• Exercise description:
Below are the records. Reproduce the line that contains "Practice task. Find the spoon bowl" and every line after it to the end, exactly and alone.

□ □ □ □

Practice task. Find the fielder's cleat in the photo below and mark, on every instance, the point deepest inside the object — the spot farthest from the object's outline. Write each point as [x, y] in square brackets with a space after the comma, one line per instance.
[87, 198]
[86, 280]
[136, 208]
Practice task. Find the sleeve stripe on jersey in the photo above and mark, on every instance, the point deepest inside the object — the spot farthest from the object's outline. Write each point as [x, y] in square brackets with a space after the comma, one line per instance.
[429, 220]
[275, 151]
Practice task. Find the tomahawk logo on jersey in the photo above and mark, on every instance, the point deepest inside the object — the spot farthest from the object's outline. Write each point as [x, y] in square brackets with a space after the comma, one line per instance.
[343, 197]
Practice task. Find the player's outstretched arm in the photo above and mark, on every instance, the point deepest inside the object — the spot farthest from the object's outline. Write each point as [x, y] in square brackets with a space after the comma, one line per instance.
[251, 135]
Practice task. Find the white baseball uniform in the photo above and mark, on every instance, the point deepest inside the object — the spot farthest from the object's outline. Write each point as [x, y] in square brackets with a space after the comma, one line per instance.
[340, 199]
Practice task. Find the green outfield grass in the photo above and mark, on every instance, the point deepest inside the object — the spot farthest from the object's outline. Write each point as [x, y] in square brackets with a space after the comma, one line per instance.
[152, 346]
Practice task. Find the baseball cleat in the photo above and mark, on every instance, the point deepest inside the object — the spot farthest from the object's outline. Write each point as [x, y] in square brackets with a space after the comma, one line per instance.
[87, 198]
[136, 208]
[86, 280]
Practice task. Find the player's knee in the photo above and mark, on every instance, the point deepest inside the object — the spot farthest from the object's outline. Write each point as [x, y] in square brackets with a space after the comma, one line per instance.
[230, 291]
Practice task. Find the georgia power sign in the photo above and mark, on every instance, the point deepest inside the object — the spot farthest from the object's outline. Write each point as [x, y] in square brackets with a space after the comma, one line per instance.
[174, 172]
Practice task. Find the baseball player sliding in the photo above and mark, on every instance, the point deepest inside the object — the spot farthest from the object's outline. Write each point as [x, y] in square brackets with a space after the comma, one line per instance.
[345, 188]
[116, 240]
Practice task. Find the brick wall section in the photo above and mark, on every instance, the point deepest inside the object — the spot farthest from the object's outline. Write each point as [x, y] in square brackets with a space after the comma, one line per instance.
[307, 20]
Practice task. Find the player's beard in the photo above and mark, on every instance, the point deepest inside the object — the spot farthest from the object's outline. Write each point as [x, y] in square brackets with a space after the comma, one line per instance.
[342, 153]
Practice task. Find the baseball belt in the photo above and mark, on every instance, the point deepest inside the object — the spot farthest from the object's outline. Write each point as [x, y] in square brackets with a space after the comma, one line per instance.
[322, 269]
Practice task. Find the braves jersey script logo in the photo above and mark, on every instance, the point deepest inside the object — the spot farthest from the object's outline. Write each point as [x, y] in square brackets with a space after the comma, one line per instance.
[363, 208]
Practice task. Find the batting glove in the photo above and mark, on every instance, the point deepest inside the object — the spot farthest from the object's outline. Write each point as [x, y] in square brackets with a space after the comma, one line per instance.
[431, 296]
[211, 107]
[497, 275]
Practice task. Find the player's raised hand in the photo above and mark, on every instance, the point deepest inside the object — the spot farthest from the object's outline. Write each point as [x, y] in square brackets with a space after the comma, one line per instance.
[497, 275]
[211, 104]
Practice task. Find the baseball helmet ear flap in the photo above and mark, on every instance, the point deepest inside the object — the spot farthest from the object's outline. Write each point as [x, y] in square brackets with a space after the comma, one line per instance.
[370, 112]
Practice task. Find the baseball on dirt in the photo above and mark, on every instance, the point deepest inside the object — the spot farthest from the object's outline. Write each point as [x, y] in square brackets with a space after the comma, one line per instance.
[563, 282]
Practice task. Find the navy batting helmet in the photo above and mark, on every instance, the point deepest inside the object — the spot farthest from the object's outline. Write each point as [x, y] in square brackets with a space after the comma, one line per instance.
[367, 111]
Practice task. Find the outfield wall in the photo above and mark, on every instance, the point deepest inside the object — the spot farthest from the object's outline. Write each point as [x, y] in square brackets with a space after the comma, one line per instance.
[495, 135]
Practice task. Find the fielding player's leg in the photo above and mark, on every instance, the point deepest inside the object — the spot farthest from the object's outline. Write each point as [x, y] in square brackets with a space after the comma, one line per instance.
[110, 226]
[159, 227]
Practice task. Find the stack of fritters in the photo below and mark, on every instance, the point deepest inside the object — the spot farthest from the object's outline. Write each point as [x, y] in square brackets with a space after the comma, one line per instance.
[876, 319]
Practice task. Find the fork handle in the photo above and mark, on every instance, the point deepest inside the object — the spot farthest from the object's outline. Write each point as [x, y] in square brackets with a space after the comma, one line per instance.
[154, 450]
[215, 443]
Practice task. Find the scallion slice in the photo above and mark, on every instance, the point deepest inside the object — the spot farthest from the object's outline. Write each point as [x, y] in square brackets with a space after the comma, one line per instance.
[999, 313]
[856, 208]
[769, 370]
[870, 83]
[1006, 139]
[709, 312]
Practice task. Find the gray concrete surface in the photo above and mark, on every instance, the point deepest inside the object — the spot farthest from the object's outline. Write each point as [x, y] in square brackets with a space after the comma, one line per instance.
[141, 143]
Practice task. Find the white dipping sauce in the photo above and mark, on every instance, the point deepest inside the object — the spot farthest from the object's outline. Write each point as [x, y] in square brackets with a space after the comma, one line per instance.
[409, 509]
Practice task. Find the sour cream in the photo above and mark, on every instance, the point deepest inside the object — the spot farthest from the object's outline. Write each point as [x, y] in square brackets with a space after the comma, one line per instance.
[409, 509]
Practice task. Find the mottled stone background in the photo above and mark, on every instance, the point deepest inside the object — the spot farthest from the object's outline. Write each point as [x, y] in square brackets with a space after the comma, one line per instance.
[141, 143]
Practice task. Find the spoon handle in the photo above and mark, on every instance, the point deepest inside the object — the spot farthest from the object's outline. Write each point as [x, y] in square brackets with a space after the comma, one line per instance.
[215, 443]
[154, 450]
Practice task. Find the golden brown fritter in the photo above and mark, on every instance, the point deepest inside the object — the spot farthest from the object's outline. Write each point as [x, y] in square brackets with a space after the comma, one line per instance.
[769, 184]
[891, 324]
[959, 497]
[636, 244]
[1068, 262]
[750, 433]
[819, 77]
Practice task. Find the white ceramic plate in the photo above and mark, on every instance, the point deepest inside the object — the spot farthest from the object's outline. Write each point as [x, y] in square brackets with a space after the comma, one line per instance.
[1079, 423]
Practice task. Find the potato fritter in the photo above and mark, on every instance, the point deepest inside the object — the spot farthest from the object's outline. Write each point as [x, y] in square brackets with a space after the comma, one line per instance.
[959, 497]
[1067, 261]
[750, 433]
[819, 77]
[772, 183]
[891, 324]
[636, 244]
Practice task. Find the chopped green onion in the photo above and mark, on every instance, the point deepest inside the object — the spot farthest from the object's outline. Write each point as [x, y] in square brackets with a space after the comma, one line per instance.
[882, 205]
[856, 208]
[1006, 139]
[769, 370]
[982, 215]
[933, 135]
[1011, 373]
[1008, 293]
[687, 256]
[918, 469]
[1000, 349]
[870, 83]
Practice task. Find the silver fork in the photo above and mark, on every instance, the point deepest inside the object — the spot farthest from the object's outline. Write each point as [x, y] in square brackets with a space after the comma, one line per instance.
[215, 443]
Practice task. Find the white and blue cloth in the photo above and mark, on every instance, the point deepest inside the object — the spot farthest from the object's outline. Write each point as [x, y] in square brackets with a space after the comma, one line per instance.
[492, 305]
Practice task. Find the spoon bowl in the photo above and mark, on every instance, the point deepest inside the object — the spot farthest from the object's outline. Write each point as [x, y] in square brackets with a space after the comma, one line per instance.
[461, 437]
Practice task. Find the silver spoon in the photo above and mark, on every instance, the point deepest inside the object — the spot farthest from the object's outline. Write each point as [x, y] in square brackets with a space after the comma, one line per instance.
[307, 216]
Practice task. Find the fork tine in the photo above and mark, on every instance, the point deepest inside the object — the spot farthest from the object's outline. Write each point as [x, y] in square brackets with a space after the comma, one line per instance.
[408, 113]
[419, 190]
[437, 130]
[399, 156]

□ □ □ □

• Reply to the task:
Practice task. Find the spoon bowl in the photo above and mark, on every instance, the point deepest inside the object — the spot farthest from the object's outline. Write each point as [x, y] in square brackets with a space after the comma, one line per instance.
[461, 437]
Practice task. Find the silver spoon in the photo above and mark, on every instance, the point deepest inside the object — the spot farthest from the object's outline. Write each point as [x, y] in square brackets with a space after the comma, one line per instance.
[307, 216]
Practice task. Find the fork tine in the photo above and mark, on every instance, the point deepest inside the object — the spot farthest from the object's outline. Write each point as [x, y] in square brackets with a space after the comma, one line per instance.
[408, 113]
[419, 190]
[437, 130]
[399, 156]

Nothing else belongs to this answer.